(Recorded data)

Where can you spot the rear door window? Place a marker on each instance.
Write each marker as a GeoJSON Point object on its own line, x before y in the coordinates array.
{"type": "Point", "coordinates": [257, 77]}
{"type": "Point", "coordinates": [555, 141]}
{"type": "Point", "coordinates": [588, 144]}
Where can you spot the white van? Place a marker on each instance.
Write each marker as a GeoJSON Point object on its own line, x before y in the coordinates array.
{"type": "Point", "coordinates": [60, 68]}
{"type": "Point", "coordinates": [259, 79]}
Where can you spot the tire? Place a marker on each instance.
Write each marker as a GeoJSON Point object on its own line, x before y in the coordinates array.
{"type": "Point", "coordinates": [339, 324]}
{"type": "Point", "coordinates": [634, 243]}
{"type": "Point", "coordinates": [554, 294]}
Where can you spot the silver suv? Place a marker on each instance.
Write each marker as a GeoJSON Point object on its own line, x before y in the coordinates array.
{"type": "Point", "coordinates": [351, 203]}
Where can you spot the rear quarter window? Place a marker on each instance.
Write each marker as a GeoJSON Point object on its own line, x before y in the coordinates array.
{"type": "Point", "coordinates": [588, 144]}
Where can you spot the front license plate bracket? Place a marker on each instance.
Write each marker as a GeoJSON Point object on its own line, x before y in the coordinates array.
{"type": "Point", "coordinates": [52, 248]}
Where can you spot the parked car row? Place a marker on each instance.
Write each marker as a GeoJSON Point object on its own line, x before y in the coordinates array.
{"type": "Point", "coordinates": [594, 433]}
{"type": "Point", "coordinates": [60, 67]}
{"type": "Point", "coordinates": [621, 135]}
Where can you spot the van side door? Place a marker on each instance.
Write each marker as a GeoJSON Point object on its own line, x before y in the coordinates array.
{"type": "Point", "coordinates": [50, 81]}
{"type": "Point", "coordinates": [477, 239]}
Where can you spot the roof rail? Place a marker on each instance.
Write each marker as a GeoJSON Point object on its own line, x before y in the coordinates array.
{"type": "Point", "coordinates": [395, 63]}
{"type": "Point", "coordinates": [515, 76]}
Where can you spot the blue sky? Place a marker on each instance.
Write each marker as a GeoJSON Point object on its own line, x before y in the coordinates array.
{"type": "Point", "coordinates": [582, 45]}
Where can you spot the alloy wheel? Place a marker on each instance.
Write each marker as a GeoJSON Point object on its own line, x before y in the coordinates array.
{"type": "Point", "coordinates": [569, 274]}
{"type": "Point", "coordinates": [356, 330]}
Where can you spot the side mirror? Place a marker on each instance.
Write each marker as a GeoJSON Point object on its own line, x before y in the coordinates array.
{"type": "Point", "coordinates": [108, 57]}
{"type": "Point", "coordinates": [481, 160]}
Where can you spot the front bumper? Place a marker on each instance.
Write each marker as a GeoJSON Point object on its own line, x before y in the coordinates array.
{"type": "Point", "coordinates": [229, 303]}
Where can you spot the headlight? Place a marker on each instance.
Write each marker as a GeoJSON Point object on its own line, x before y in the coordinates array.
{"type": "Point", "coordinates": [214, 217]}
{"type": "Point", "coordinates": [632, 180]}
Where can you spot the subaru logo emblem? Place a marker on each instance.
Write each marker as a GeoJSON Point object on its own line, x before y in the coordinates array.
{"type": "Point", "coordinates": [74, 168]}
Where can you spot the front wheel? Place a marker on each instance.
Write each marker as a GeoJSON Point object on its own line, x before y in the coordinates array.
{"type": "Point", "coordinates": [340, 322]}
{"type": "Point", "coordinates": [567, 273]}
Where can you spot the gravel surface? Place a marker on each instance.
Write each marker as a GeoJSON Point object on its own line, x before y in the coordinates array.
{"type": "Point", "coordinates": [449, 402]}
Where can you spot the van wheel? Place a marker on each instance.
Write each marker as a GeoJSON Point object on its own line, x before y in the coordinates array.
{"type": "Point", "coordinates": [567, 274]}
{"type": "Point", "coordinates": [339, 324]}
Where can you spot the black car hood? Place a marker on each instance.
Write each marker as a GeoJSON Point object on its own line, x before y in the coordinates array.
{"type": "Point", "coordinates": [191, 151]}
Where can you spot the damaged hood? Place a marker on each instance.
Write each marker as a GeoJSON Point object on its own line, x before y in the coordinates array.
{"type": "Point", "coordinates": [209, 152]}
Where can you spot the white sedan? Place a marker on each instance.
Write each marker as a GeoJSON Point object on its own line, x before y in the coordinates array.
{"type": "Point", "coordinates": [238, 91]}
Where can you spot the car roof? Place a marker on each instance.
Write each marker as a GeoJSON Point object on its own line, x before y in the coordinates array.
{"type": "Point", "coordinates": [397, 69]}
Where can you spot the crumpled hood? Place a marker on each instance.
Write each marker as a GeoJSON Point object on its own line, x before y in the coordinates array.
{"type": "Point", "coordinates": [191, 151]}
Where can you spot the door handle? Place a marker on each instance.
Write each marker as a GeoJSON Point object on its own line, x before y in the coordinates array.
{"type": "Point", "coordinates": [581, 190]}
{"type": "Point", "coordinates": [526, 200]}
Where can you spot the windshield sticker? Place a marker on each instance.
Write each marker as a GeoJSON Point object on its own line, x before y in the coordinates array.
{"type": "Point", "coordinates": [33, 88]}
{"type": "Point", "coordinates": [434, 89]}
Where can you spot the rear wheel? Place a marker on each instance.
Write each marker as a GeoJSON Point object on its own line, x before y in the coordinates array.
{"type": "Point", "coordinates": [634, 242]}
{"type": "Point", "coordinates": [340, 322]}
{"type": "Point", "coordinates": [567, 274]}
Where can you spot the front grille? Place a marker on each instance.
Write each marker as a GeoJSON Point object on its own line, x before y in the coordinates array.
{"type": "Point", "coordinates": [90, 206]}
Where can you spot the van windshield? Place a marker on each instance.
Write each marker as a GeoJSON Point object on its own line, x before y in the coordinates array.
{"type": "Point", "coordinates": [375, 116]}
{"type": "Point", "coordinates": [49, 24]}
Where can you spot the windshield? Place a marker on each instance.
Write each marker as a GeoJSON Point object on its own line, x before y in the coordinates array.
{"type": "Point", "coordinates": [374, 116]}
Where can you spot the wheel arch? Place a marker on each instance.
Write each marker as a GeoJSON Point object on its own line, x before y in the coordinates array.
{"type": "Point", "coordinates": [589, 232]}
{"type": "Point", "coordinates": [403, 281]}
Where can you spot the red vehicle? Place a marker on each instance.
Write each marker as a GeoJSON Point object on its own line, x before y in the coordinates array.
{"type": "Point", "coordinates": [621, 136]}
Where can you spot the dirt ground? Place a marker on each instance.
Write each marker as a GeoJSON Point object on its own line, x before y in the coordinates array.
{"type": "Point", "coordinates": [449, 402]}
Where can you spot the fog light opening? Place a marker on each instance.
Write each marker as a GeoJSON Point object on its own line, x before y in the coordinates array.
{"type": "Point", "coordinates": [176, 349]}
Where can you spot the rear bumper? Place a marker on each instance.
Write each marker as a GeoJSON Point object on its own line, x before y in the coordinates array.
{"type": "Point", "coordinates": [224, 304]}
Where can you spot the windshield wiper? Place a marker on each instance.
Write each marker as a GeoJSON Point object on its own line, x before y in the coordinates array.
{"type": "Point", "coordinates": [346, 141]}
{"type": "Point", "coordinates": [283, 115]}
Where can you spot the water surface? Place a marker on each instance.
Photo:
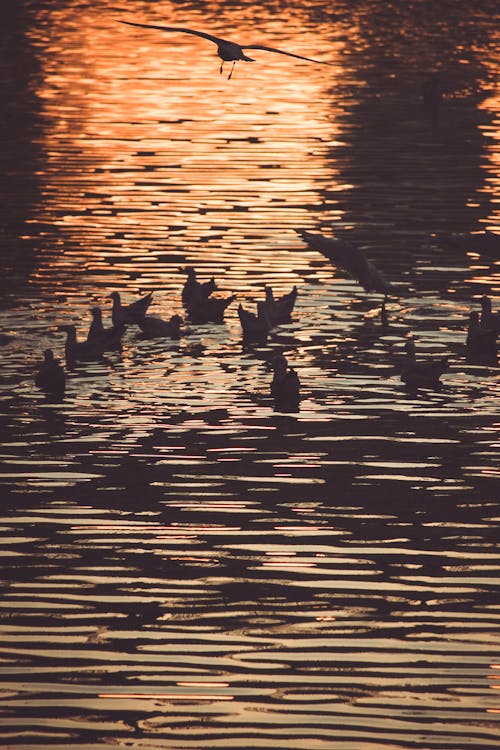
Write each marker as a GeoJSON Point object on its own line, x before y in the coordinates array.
{"type": "Point", "coordinates": [183, 566]}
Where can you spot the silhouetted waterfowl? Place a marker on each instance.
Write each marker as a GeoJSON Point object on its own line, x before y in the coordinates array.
{"type": "Point", "coordinates": [279, 310]}
{"type": "Point", "coordinates": [481, 342]}
{"type": "Point", "coordinates": [51, 377]}
{"type": "Point", "coordinates": [194, 290]}
{"type": "Point", "coordinates": [128, 313]}
{"type": "Point", "coordinates": [254, 326]}
{"type": "Point", "coordinates": [285, 385]}
{"type": "Point", "coordinates": [489, 319]}
{"type": "Point", "coordinates": [421, 373]}
{"type": "Point", "coordinates": [484, 243]}
{"type": "Point", "coordinates": [209, 310]}
{"type": "Point", "coordinates": [97, 332]}
{"type": "Point", "coordinates": [80, 351]}
{"type": "Point", "coordinates": [154, 327]}
{"type": "Point", "coordinates": [227, 51]}
{"type": "Point", "coordinates": [353, 260]}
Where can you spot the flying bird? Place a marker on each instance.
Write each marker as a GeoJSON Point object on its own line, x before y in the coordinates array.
{"type": "Point", "coordinates": [227, 51]}
{"type": "Point", "coordinates": [285, 385]}
{"type": "Point", "coordinates": [421, 374]}
{"type": "Point", "coordinates": [50, 376]}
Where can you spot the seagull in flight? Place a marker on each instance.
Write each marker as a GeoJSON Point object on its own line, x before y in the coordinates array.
{"type": "Point", "coordinates": [227, 51]}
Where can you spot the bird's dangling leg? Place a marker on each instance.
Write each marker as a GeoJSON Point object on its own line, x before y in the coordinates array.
{"type": "Point", "coordinates": [383, 311]}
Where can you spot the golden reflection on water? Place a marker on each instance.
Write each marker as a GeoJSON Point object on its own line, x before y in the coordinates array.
{"type": "Point", "coordinates": [145, 141]}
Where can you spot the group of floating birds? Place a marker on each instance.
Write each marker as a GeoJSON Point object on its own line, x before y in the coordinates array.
{"type": "Point", "coordinates": [202, 307]}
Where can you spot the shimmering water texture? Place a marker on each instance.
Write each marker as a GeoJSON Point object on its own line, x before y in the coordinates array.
{"type": "Point", "coordinates": [185, 567]}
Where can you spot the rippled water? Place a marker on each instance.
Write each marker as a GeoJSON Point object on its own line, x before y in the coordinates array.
{"type": "Point", "coordinates": [184, 567]}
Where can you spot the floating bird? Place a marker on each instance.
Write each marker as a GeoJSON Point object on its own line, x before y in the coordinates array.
{"type": "Point", "coordinates": [285, 385]}
{"type": "Point", "coordinates": [353, 260]}
{"type": "Point", "coordinates": [194, 290]}
{"type": "Point", "coordinates": [254, 326]}
{"type": "Point", "coordinates": [481, 342]}
{"type": "Point", "coordinates": [80, 351]}
{"type": "Point", "coordinates": [227, 51]}
{"type": "Point", "coordinates": [279, 310]}
{"type": "Point", "coordinates": [489, 319]}
{"type": "Point", "coordinates": [51, 377]}
{"type": "Point", "coordinates": [423, 374]}
{"type": "Point", "coordinates": [154, 327]}
{"type": "Point", "coordinates": [209, 310]}
{"type": "Point", "coordinates": [121, 314]}
{"type": "Point", "coordinates": [484, 243]}
{"type": "Point", "coordinates": [110, 336]}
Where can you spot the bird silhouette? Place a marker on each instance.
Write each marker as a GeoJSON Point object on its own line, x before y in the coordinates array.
{"type": "Point", "coordinates": [80, 351]}
{"type": "Point", "coordinates": [121, 314]}
{"type": "Point", "coordinates": [279, 309]}
{"type": "Point", "coordinates": [50, 376]}
{"type": "Point", "coordinates": [209, 309]}
{"type": "Point", "coordinates": [97, 332]}
{"type": "Point", "coordinates": [254, 326]}
{"type": "Point", "coordinates": [481, 342]}
{"type": "Point", "coordinates": [421, 374]}
{"type": "Point", "coordinates": [228, 51]}
{"type": "Point", "coordinates": [353, 260]}
{"type": "Point", "coordinates": [489, 319]}
{"type": "Point", "coordinates": [194, 290]}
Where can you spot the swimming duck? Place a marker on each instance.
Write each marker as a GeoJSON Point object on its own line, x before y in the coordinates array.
{"type": "Point", "coordinates": [285, 385]}
{"type": "Point", "coordinates": [111, 336]}
{"type": "Point", "coordinates": [128, 313]}
{"type": "Point", "coordinates": [489, 319]}
{"type": "Point", "coordinates": [154, 327]}
{"type": "Point", "coordinates": [484, 243]}
{"type": "Point", "coordinates": [208, 310]}
{"type": "Point", "coordinates": [51, 377]}
{"type": "Point", "coordinates": [481, 342]}
{"type": "Point", "coordinates": [353, 260]}
{"type": "Point", "coordinates": [227, 50]}
{"type": "Point", "coordinates": [423, 374]}
{"type": "Point", "coordinates": [79, 351]}
{"type": "Point", "coordinates": [279, 310]}
{"type": "Point", "coordinates": [194, 290]}
{"type": "Point", "coordinates": [254, 326]}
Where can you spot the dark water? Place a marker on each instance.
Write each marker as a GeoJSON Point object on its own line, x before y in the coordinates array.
{"type": "Point", "coordinates": [182, 566]}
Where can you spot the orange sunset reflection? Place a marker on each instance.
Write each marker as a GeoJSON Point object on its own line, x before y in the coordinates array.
{"type": "Point", "coordinates": [177, 157]}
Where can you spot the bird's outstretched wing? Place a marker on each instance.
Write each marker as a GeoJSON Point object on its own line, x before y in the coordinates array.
{"type": "Point", "coordinates": [282, 52]}
{"type": "Point", "coordinates": [351, 259]}
{"type": "Point", "coordinates": [211, 38]}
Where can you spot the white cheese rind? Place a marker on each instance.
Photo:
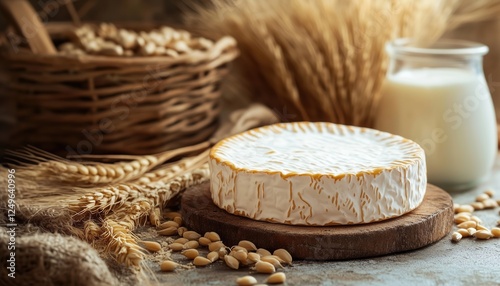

» **Problem description**: Render the lines from the one containing "Where can you spot the bird's outstretched" through the end of the data as a JSON list of strings, one string per line, with blank lines omitted. Leave the pictures out.

» **Result**:
[
  "Where can you spot the bird's outstretched wing? Place a marker on each instance.",
  "Write each marker as a GeoJSON Point object on its own line, x before y in the coordinates array.",
  "{\"type\": \"Point\", \"coordinates\": [282, 52]}",
  "{\"type\": \"Point\", \"coordinates\": [351, 259]}",
  "{\"type\": \"Point\", \"coordinates\": [211, 38]}",
  "Where can you spot the white cheese rind? Place a marker on each instance.",
  "Photo:"
]